**SET OF TASKS**
[a] Answer these from the news report below:
(i) How far was Hong Kong's market ahead at midday?
(ii) To what range did the Fed cut the target fed-funds rate?
(iii) How much did the Nasdaq add after the Fed's decision?
[b] Summarize the news report below in two sentences.

─── GIVEN TEXT

Wednesday December 17, 04:34 AM
Asian markets gain limited ground after Fed move
HONG KONG (AFP) - Asian share markets were higher Wednesday but gains were limited despite the US Federal Reserve's decision to cut interest rates effectively to zero, dealers said.
The Fed's move sparked a big rally on Wall Street but reaction in Asia was more cautious, in part because the region's markets have already gained some ground in recent weeks, they said.
Tokyo was up 1.1 percent at midday, off earlier highs, Hong Kong was 2.1 percent ahead and Sydney picked up 0.7 percent, also pulling back from previous highs in the morning.
The Fed on Tuesday reduced the target fed-funds rate from one percent to a range of zero to 0.25 percent -- the lowest since it began publishing the target in 1990 -- and said rates would be kept "exceptionally low" for now.
It said it would use "all available tools to promote the resumption of sustainable economic growth and to preserve price stability."
The Fed's decision, aimed at reviving the world's biggest economy, sent US shares surging, with the Dow Jones Industrial Average jumping 4.2 percent and the Nasdaq (NASDAQ: news) adding 5.4 percent.
But analysts said the aggressive move highlighted deep troubles in the United States and raised concerns about severe deflation if the rate cut fails to kick-start consumer spending.
"Such 'whatever it takes' policy underlines the dire economic situation in the US," said analysts at Calyon, the investment banking arm of Credit Agricole (Paris: FR0000045072 - news) .

──────
─── MATERIAL PROVIDED

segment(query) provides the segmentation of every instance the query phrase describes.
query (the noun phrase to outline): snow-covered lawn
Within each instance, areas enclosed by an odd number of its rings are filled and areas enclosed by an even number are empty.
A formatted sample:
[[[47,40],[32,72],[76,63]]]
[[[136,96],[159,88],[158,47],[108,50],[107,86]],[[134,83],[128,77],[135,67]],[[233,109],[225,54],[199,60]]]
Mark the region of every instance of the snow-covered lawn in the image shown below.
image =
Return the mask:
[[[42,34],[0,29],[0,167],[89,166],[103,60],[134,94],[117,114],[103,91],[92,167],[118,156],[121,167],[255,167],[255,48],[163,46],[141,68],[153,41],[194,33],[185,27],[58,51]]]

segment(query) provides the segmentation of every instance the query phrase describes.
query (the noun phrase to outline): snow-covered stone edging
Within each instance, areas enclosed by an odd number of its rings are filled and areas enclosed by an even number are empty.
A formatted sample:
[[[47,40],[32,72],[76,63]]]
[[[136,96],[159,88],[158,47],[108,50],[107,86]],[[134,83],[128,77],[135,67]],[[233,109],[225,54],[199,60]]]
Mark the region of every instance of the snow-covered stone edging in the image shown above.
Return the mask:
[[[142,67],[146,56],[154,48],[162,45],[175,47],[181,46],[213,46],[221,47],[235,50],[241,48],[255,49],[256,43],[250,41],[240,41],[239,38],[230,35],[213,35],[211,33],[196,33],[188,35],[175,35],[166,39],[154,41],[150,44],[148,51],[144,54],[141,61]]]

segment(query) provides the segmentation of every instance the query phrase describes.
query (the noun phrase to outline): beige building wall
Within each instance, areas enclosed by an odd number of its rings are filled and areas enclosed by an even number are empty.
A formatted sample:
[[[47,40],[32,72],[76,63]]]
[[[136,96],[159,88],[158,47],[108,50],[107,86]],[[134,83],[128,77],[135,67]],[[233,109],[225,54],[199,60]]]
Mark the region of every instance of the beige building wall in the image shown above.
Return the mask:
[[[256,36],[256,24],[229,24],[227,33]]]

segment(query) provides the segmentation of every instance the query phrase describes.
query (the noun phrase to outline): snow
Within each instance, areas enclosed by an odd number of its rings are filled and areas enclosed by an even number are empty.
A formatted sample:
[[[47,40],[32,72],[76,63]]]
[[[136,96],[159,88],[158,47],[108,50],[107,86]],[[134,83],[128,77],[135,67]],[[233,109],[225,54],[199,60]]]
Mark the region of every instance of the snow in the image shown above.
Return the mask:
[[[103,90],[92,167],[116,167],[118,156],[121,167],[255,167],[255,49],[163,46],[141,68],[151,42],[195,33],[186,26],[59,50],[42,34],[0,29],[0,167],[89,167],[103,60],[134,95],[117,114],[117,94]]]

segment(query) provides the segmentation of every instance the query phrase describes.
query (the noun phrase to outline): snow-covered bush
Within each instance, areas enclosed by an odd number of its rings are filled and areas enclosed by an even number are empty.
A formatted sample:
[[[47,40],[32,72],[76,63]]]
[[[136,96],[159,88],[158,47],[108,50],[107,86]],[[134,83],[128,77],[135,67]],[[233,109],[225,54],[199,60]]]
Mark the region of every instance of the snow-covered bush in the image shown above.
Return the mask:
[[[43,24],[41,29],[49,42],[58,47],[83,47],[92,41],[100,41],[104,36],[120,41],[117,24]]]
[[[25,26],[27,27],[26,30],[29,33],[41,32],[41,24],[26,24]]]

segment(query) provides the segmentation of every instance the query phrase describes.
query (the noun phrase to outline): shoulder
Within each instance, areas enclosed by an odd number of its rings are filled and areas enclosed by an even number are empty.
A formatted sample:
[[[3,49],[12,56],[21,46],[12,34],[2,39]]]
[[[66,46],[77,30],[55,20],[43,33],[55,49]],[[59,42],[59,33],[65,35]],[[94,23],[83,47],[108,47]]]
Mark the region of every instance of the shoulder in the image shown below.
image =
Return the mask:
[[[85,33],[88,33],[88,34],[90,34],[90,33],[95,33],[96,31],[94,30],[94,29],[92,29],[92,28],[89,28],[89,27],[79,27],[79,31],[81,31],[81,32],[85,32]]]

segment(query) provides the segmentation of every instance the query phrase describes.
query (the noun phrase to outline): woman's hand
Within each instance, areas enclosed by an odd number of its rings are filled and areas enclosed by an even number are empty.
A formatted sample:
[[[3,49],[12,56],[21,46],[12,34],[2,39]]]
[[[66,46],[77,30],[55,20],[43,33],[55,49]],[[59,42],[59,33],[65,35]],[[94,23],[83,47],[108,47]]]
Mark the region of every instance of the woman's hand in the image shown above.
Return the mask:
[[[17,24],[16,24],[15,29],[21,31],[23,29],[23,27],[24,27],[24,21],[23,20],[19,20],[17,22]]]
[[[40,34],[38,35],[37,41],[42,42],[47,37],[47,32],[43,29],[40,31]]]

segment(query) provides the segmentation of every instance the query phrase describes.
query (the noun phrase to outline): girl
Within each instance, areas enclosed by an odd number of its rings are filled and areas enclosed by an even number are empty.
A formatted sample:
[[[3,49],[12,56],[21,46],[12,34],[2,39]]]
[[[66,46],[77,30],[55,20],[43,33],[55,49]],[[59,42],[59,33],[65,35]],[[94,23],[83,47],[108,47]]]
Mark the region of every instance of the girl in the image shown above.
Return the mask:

──────

**THE RESULTS**
[a]
(i) 2.1 percent.
(ii) A range of zero to 0.25 percent, down from one percent.
(iii) 5.4 percent.

[b] Asian share markets rose only modestly on Wednesday after the US Federal Reserve cut its target rate to a range of zero to 0.25 percent, partly because those markets had already gained ground in recent weeks. The same move sent Wall Street surging, but analysts said it highlighted deep US troubles and raised concerns about severe deflation if consumer spending fails to recover.